BEGIN
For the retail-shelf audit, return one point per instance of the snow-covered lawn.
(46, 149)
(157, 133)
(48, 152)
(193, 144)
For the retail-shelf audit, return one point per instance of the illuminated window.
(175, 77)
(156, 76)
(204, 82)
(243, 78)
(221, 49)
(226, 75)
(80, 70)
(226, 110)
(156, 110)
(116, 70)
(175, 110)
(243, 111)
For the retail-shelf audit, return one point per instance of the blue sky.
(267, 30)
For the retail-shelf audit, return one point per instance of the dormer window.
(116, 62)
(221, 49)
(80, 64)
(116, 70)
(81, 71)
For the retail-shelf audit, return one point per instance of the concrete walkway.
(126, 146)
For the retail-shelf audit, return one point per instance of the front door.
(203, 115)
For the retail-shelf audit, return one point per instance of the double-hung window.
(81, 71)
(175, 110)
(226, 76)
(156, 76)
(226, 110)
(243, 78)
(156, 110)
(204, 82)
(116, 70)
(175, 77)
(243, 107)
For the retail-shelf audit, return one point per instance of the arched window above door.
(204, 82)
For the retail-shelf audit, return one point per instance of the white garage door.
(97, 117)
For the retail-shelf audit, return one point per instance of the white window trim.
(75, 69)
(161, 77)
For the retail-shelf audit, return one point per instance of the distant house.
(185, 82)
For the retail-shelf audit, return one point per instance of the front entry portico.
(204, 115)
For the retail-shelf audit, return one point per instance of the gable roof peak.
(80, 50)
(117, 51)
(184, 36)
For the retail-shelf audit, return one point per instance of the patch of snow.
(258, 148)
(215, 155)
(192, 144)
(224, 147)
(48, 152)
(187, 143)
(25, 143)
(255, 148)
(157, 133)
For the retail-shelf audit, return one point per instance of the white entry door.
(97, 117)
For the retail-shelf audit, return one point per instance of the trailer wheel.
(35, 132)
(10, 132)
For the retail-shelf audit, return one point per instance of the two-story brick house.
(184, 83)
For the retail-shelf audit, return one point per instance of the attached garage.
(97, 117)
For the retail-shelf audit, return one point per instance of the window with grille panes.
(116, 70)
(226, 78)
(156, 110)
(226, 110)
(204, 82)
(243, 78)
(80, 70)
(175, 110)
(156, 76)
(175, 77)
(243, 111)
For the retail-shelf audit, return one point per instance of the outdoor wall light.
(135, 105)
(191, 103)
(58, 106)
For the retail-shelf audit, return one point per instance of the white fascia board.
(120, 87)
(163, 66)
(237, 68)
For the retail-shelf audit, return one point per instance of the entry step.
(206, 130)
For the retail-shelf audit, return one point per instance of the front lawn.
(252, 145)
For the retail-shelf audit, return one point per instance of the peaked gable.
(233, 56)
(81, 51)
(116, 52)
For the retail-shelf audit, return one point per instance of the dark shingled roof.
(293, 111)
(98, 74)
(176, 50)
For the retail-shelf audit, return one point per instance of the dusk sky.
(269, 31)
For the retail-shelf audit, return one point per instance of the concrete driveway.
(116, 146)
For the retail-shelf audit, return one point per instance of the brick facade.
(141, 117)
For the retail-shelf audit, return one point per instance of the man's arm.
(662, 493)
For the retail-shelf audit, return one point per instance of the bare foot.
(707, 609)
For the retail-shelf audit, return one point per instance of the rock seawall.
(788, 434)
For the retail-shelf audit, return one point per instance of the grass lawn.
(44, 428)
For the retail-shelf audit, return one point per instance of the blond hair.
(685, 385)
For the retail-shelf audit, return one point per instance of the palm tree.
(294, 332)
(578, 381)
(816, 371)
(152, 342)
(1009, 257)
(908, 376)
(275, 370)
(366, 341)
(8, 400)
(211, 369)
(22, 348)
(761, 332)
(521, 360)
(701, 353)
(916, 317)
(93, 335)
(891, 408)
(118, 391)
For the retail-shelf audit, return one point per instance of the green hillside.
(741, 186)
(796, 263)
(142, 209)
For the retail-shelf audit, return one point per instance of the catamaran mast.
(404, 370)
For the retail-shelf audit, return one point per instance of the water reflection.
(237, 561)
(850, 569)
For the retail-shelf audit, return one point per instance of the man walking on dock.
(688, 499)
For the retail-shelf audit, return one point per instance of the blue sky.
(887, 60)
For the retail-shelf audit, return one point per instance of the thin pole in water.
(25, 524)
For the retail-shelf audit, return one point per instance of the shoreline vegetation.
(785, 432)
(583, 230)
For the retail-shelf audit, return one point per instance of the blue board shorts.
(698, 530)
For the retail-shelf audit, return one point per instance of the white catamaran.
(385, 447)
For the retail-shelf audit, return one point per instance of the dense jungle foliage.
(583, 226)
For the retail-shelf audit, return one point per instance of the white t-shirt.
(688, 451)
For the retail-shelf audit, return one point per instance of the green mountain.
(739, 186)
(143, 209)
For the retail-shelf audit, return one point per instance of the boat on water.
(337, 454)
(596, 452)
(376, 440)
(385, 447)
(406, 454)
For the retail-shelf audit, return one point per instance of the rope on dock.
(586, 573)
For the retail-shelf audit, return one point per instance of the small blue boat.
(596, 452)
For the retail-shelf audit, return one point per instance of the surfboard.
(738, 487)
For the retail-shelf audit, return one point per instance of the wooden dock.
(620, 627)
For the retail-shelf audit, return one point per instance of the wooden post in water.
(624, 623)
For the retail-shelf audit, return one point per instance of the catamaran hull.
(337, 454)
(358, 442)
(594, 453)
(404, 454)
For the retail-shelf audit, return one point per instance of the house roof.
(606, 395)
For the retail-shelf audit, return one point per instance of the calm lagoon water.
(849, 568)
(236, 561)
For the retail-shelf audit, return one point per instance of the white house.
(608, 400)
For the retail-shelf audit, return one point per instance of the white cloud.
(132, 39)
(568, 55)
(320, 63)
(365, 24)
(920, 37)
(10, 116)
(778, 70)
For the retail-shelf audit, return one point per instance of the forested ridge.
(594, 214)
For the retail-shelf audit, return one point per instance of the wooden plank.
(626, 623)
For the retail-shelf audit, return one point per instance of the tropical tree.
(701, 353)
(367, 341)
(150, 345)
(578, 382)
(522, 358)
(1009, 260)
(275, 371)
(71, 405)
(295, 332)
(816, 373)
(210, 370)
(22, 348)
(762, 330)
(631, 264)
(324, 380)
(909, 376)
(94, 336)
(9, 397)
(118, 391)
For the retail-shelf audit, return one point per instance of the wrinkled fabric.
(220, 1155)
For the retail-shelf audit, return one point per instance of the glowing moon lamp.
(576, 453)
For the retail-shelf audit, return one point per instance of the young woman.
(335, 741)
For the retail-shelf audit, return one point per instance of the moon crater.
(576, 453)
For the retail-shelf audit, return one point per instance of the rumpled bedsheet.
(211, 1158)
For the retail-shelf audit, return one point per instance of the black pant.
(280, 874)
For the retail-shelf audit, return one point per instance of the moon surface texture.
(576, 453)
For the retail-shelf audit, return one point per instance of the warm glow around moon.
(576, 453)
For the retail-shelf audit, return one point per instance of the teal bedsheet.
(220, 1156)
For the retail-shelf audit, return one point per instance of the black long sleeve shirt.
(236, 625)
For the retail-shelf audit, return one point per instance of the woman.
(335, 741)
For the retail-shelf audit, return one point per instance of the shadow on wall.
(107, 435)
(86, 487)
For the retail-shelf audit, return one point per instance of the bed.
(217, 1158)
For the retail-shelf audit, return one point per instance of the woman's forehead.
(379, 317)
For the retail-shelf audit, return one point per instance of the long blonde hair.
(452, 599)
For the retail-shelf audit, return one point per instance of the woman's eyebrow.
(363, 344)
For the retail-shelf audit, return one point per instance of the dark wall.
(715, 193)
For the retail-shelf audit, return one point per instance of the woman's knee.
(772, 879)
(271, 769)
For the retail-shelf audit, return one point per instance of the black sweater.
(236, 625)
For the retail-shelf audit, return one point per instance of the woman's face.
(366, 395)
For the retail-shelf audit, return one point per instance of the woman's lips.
END
- Aim of the task
Please format every line of the entries above as a Markdown table with a Row column numbering each line and a Line column holding it, and leave out any blank lines.

- Result
| Row | Line |
|---|---|
| 1 | For the retail-shelf audit, return one point per instance of the snow-covered lawn. |
| 2 | (46, 149) |
| 3 | (157, 133) |
| 4 | (48, 152) |
| 5 | (193, 144) |
| 6 | For the retail-shelf audit, return one point per instance of the illuminated window. |
| 7 | (175, 77) |
| 8 | (156, 76) |
| 9 | (204, 82) |
| 10 | (243, 78) |
| 11 | (221, 49) |
| 12 | (226, 75) |
| 13 | (80, 70) |
| 14 | (226, 110) |
| 15 | (156, 110) |
| 16 | (116, 70) |
| 17 | (175, 110) |
| 18 | (243, 111) |
| 19 | For the retail-shelf audit, return one point per instance of the blue sky. |
| 20 | (267, 30) |
| 21 | For the retail-shelf audit, return one point per instance of the dormer window. |
| 22 | (116, 62) |
| 23 | (221, 49) |
| 24 | (80, 64) |
| 25 | (116, 70) |
| 26 | (81, 71) |
| 27 | For the retail-shelf audit, return one point per instance of the concrete walkway. |
| 28 | (126, 146) |
| 29 | For the retail-shelf audit, return one point per instance of the front door. |
| 30 | (203, 115) |
| 31 | For the retail-shelf audit, return one point per instance of the double-hung window. |
| 32 | (81, 71) |
| 33 | (175, 110) |
| 34 | (226, 76) |
| 35 | (156, 76) |
| 36 | (226, 110) |
| 37 | (243, 78) |
| 38 | (156, 110) |
| 39 | (204, 82) |
| 40 | (116, 70) |
| 41 | (175, 77) |
| 42 | (243, 107) |
| 43 | For the retail-shelf audit, return one point per instance of the arched window above door. |
| 44 | (204, 82) |
| 45 | For the retail-shelf audit, return one point per instance of the white garage door. |
| 46 | (97, 117) |
| 47 | For the retail-shelf audit, return one point per instance of the white window trim. |
| 48 | (75, 69) |
| 49 | (161, 77) |
| 50 | For the retail-shelf audit, return one point per instance of the distant house. |
| 51 | (185, 82) |
| 52 | For the retail-shelf audit, return one point per instance of the front entry portico. |
| 53 | (204, 115) |
| 54 | For the retail-shelf audit, return one point per instance of the gable roof peak. |
| 55 | (80, 50) |
| 56 | (117, 51) |
| 57 | (184, 36) |
| 58 | For the retail-shelf audit, return one point per instance of the patch of snow. |
| 59 | (258, 148) |
| 60 | (215, 155) |
| 61 | (192, 144) |
| 62 | (224, 147) |
| 63 | (48, 152) |
| 64 | (187, 143) |
| 65 | (25, 143) |
| 66 | (255, 148) |
| 67 | (157, 133) |
| 68 | For the retail-shelf audit, return one point per instance of the white entry door. |
| 69 | (97, 117) |
| 70 | For the retail-shelf audit, return one point per instance of the trailer wheel. |
| 71 | (35, 132) |
| 72 | (10, 132) |
| 73 | For the retail-shelf audit, return one point per instance of the two-story brick house. |
| 74 | (184, 83) |
| 75 | For the retail-shelf audit, return one point per instance of the attached garage. |
| 76 | (97, 117) |
| 77 | For the retail-shelf audit, return one point per instance of the window with grille panes. |
| 78 | (116, 70) |
| 79 | (226, 78) |
| 80 | (156, 110) |
| 81 | (226, 110) |
| 82 | (204, 82) |
| 83 | (243, 78) |
| 84 | (80, 70) |
| 85 | (175, 110) |
| 86 | (156, 76) |
| 87 | (175, 77) |
| 88 | (243, 111) |
| 89 | For the retail-shelf audit, return one point per instance of the outdoor wall light. |
| 90 | (135, 105) |
| 91 | (191, 103) |
| 92 | (58, 106) |
| 93 | For the retail-shelf audit, return one point per instance of the white fascia board. |
| 94 | (120, 87) |
| 95 | (163, 66) |
| 96 | (237, 68) |
| 97 | For the retail-shelf audit, return one point per instance of the entry step. |
| 98 | (206, 130) |
| 99 | For the retail-shelf audit, return one point per instance of the front lawn. |
| 100 | (252, 145) |
| 101 | For the retail-shelf audit, return one point per instance of the peaked gable. |
| 102 | (233, 56) |
| 103 | (81, 51) |
| 104 | (116, 52) |
| 105 | For the retail-shelf audit, return one point per instance of the dark shingled roof. |
| 106 | (293, 111) |
| 107 | (98, 74) |
| 108 | (176, 50) |
| 109 | For the retail-shelf audit, return one point per instance of the dusk sky. |
| 110 | (269, 31) |
| 111 | For the retail-shelf audit, return one point per instance of the concrete driveway. |
| 112 | (116, 146) |
| 113 | For the retail-shelf audit, return one point per instance of the brick facade. |
| 114 | (141, 117) |
| 115 | For the retail-shelf audit, return one point per instance of the man's arm. |
| 116 | (662, 493) |
| 117 | For the retail-shelf audit, return one point per instance of the bare foot. |
| 118 | (707, 609) |
| 119 | For the retail-shelf audit, return one point per instance of the rock seawall. |
| 120 | (788, 434) |
| 121 | For the retail-shelf audit, return one point per instance of the grass lawn. |
| 122 | (44, 428) |
| 123 | For the retail-shelf audit, return one point per instance of the blond hair. |
| 124 | (685, 385) |
| 125 | For the retail-shelf audit, return one point per instance of the palm tree. |
| 126 | (294, 332) |
| 127 | (578, 381) |
| 128 | (816, 371) |
| 129 | (152, 342) |
| 130 | (1009, 257) |
| 131 | (908, 376) |
| 132 | (275, 370) |
| 133 | (366, 341) |
| 134 | (8, 400) |
| 135 | (211, 369) |
| 136 | (22, 348) |
| 137 | (761, 332) |
| 138 | (521, 360) |
| 139 | (701, 353) |
| 140 | (916, 317) |
| 141 | (93, 335) |
| 142 | (891, 408) |
| 143 | (118, 391) |
| 144 | For the retail-shelf audit, return one point per instance of the green hillside. |
| 145 | (741, 186) |
| 146 | (796, 263) |
| 147 | (142, 209) |
| 148 | For the retail-shelf audit, return one point per instance of the catamaran mast. |
| 149 | (404, 370) |
| 150 | For the retail-shelf audit, return one point per instance of the water reflection. |
| 151 | (237, 561) |
| 152 | (850, 569) |
| 153 | For the retail-shelf audit, return one point per instance of the man walking on dock. |
| 154 | (688, 499) |
| 155 | For the retail-shelf audit, return one point per instance of the blue sky. |
| 156 | (887, 60) |
| 157 | For the retail-shelf audit, return one point per instance of the thin pole in water. |
| 158 | (25, 524) |
| 159 | For the retail-shelf audit, return one point per instance of the shoreline vegetation. |
| 160 | (785, 432) |
| 161 | (583, 230) |
| 162 | For the retail-shelf audit, return one point per instance of the blue board shorts. |
| 163 | (698, 530) |
| 164 | For the retail-shelf audit, return one point per instance of the white catamaran. |
| 165 | (385, 447) |
| 166 | For the retail-shelf audit, return one point per instance of the dense jungle foliage. |
| 167 | (583, 226) |
| 168 | For the retail-shelf audit, return one point per instance of the white t-shirt. |
| 169 | (688, 451) |
| 170 | For the retail-shelf audit, return one point per instance of the green mountain. |
| 171 | (739, 186) |
| 172 | (143, 209) |
| 173 | For the retail-shelf audit, return one point per instance of the boat on water. |
| 174 | (337, 454) |
| 175 | (596, 452) |
| 176 | (376, 440) |
| 177 | (385, 447) |
| 178 | (406, 454) |
| 179 | For the retail-shelf audit, return one point per instance of the rope on dock. |
| 180 | (586, 573) |
| 181 | For the retail-shelf audit, return one point per instance of the small blue boat. |
| 182 | (596, 452) |
| 183 | For the retail-shelf audit, return one point per instance of the surfboard. |
| 184 | (738, 487) |
| 185 | For the retail-shelf audit, return one point per instance of the wooden dock. |
| 186 | (620, 627) |
| 187 | For the retail-shelf audit, return one point per instance of the wooden post in water. |
| 188 | (624, 623) |
| 189 | For the retail-shelf audit, return one point per instance of the catamaran hull. |
| 190 | (337, 454) |
| 191 | (358, 442) |
| 192 | (594, 453) |
| 193 | (404, 454) |
| 194 | For the retail-shelf audit, return one point per instance of the house roof. |
| 195 | (606, 395) |
| 196 | For the retail-shelf audit, return one point per instance of the calm lagoon water. |
| 197 | (849, 568) |
| 198 | (236, 561) |
| 199 | For the retail-shelf audit, return one point per instance of the white house. |
| 200 | (608, 400) |
| 201 | For the retail-shelf audit, return one point per instance of the white cloud. |
| 202 | (132, 39) |
| 203 | (568, 55) |
| 204 | (320, 63) |
| 205 | (365, 24) |
| 206 | (920, 37) |
| 207 | (10, 116) |
| 208 | (778, 70) |
| 209 | For the retail-shelf audit, return one point per instance of the forested ridge. |
| 210 | (594, 214) |
| 211 | For the retail-shelf audit, return one point per instance of the wooden plank. |
| 212 | (626, 623) |
| 213 | For the retail-shelf audit, return one point per instance of the tropical tree. |
| 214 | (701, 353) |
| 215 | (367, 341) |
| 216 | (150, 345) |
| 217 | (578, 382) |
| 218 | (522, 358) |
| 219 | (1009, 260) |
| 220 | (275, 371) |
| 221 | (71, 405) |
| 222 | (295, 332) |
| 223 | (816, 373) |
| 224 | (210, 370) |
| 225 | (22, 348) |
| 226 | (762, 330) |
| 227 | (631, 264) |
| 228 | (324, 380) |
| 229 | (909, 376) |
| 230 | (94, 336) |
| 231 | (9, 397) |
| 232 | (118, 391) |
| 233 | For the retail-shelf audit, return one point per instance of the wrinkled fabric. |
| 234 | (220, 1155) |
| 235 | For the retail-shelf audit, return one point per instance of the glowing moon lamp. |
| 236 | (576, 453) |
| 237 | For the retail-shelf audit, return one point per instance of the young woman. |
| 238 | (335, 741) |
| 239 | For the retail-shelf audit, return one point per instance of the moon crater. |
| 240 | (576, 453) |
| 241 | For the retail-shelf audit, return one point per instance of the rumpled bedsheet. |
| 242 | (211, 1158) |
| 243 | For the retail-shelf audit, return one point per instance of the black pant. |
| 244 | (280, 874) |
| 245 | For the retail-shelf audit, return one point per instance of the moon surface texture. |
| 246 | (576, 453) |
| 247 | For the retail-shelf audit, return one point per instance of the warm glow around moon. |
| 248 | (576, 453) |
| 249 | For the retail-shelf audit, return one point per instance of the teal bedsheet. |
| 250 | (220, 1156) |
| 251 | For the retail-shelf audit, return one point per instance of the black long sleeve shirt. |
| 252 | (236, 625) |
| 253 | For the retail-shelf audit, return one point per instance of the woman. |
| 254 | (335, 741) |
| 255 | For the retail-shelf audit, return one point per instance of the shadow on wall. |
| 256 | (107, 435) |
| 257 | (86, 487) |
| 258 | For the retail-shelf audit, return one point per instance of the bed. |
| 259 | (217, 1158) |
| 260 | For the retail-shelf audit, return one point per instance of the woman's forehead. |
| 261 | (379, 317) |
| 262 | For the retail-shelf audit, return one point per instance of the long blonde hair. |
| 263 | (452, 599) |
| 264 | For the retail-shelf audit, return one point per instance of the woman's eyebrow. |
| 265 | (363, 344) |
| 266 | For the retail-shelf audit, return one point per instance of the dark wall. |
| 267 | (715, 193) |
| 268 | For the retail-shelf audit, return one point per instance of the woman's knee. |
| 269 | (772, 879) |
| 270 | (271, 769) |
| 271 | For the retail-shelf audit, return one point per instance of the black sweater. |
| 272 | (236, 625) |
| 273 | For the retail-shelf audit, return one point per instance of the woman's face. |
| 274 | (366, 395) |
| 275 | For the retail-shelf audit, return one point per instance of the woman's lips. |